DAFTAR PERTANYAAN:
1) Jawab pertanyaan berikut berdasarkan opini tentang "Ende Baru".
(a) Siapa dua orang yang dipercaya rakyat Ende memimpin selama 2025-2029?
(b) Apa tagline Paket Deo-Do?
(c) Menurut opini itu, banyak kepala dinas pada periode kepemimpinan sebelumnya berasal dari mana?
2) Ringkaslah opini tentang "Ende Baru" dalam dua kalimat.

KUTIPAN BACAAN:
++++++

Opini

Opini: “Ende Baru” Menuju Birokrasi Efisien, Transparan dan Berkeadilan

Rakyat yang telah memenangkan Paket Deo-Do harus setia dan tekun mengawal ziarah pengabdian paket ini tetap dengan sikap kritis yang terjaga.

Editor: Dion DB Putra
DOK PRIBADI
Steph Tupeng Witin 

Oleh: Steph Tupeng Witin
Penulis Buku berjudul Politik Dusta di Bilik Kuasa (JPIC OFM, 2019)

POS-KUPANG.COM - Kita ucapkan proficiat kepada Bapak Yosep Benediktus “Tote” Badeoda dan Dominikus Minggu Mere yang dipercaya rakyat Ende menakhodai kepemimpinan selama rentang waktu 2025-2029.

Paket Deo-Do dengan tagline “Ende Baru” ini melangkah menuju Sao Ria di Jalan El Tari Ende dengan dukungan suara rakyat sangat signifikan. 

Kemenangan ini sekaligus membuka gerbang pembaruan birokrasi Ende menuju sebuah masa depan baru. 

Usai sudah momen euphoria kemenangan dan waktunya telah tiba untuk menggagas sebuah masa depan yang mesti bersinergi dengan semua pihak-termasuk yang kalah dalam Pilkada-dan segenap elemen-tanpa sekat primordial suku, agama, ras dan golongan-agar menyatukan pikiran dan energi untuk membangun Ende. 

Rakyat yang telah memenangkan Paket Deo-Do harus setia dan tekun mengawal ziarah pengabdian paket ini tetap dengan sikap kritis yang terjaga.

Kita mesti tidak lelah dan bosan untuk memberitahu pemerintah khususnya aparat birokrasi di Kabupaten Ende agar mewaspadai virus “politisasi birokrasi” yang tidak sekadar menggejala tapi terimplementasi secara konkret pada masa kepemimpinan sebelumnya.

Pemimpin birokrasi memang orang politik tapi rakyat butuhkan pemimpin politik yang kritis dan cerdas menempatkan politik itu pada ruang yang tegas dan tidak menjadikan birokrasi sebagai eksperimen politik yang dilumuri beragam kepentingan sesaat. 

Rakyat butuhkan pemimpin politik yang mesti kritis menjadikan birokrasi sebagai wahana pelayanan yang professional, efisien dan efektif bagi kepentingan rakyat. 

Orang Ende yang melek politik pasti tidak pernah lupa bahwa pada periode kepemimpinan sebelumnya, banyak kepala dinas adalah “titipan” dari para politikus sehingga menjadi “perpanjangan” tangan politik dalam kebijakan birokrasinya.

++++++

DATA TERSEDIA:
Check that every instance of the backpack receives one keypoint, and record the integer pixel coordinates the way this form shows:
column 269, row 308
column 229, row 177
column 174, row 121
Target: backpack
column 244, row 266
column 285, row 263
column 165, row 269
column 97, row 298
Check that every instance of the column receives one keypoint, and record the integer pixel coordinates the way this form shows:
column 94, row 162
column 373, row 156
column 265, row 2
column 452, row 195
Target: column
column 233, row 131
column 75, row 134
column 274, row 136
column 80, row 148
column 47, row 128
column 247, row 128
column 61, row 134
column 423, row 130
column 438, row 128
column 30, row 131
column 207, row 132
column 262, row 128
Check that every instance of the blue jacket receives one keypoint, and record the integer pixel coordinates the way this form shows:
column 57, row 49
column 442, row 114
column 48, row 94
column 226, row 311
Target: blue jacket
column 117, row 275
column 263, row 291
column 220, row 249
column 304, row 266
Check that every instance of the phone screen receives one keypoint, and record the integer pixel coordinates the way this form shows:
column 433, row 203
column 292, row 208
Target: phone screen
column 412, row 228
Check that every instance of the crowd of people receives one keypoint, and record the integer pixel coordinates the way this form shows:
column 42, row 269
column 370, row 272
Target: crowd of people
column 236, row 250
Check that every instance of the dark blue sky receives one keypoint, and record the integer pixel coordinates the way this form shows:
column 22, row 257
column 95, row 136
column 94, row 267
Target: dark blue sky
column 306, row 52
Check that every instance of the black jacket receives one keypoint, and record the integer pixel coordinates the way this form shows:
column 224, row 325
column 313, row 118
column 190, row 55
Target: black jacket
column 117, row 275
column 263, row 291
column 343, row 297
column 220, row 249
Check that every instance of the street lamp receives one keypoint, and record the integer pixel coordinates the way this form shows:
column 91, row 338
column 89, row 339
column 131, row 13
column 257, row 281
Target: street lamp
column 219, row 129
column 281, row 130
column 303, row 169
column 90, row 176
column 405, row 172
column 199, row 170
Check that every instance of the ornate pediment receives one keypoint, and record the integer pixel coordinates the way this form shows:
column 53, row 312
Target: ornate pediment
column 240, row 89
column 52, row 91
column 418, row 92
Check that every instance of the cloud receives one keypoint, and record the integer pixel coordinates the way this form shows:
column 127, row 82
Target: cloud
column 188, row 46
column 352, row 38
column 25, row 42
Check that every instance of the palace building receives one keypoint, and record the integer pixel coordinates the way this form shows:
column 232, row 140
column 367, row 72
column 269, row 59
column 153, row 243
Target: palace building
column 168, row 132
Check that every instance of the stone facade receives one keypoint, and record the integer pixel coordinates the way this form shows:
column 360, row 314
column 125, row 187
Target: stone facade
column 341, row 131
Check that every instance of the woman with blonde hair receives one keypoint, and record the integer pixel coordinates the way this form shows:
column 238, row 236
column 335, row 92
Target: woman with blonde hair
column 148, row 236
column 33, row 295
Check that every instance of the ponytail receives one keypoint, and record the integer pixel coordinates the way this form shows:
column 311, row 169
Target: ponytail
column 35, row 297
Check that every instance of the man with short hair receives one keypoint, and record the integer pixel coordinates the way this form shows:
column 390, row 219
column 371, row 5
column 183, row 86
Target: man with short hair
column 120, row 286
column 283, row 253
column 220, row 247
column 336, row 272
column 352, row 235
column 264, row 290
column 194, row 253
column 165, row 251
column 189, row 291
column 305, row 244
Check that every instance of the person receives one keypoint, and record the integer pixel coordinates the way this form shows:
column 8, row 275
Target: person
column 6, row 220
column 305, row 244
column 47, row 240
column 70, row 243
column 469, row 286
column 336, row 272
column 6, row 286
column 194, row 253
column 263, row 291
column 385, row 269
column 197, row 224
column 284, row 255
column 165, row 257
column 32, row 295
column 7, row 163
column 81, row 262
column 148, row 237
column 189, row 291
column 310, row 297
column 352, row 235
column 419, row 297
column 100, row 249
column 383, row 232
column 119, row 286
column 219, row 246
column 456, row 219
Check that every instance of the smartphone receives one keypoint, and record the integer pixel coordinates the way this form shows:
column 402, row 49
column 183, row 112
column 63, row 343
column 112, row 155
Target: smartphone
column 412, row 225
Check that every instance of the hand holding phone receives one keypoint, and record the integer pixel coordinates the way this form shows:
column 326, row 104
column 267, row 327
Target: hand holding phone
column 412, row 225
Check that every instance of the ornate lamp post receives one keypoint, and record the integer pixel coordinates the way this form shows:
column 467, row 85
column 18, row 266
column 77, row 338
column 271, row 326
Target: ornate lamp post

++++++

HASIL LATIHAN:
1)
(a) Yosep Benediktus "Tote" Badeoda dan Dominikus Minggu Mere.
(b) "Ende Baru".
(c) Mereka adalah "titipan" dari para politikus.

2) Paket Deo-Do dengan tagline "Ende Baru" memenangkan dukungan suara rakyat yang sangat signifikan untuk memimpin Ende pada 2025-2029, dan kemenangan ini membuka gerbang pembaruan birokrasi. Rakyat diminta tetap kritis mengawal paket ini serta mengingatkan aparat birokrasi agar mewaspadai politisasi birokrasi seperti pada periode sebelumnya, ketika banyak kepala dinas adalah "titipan" para politikus.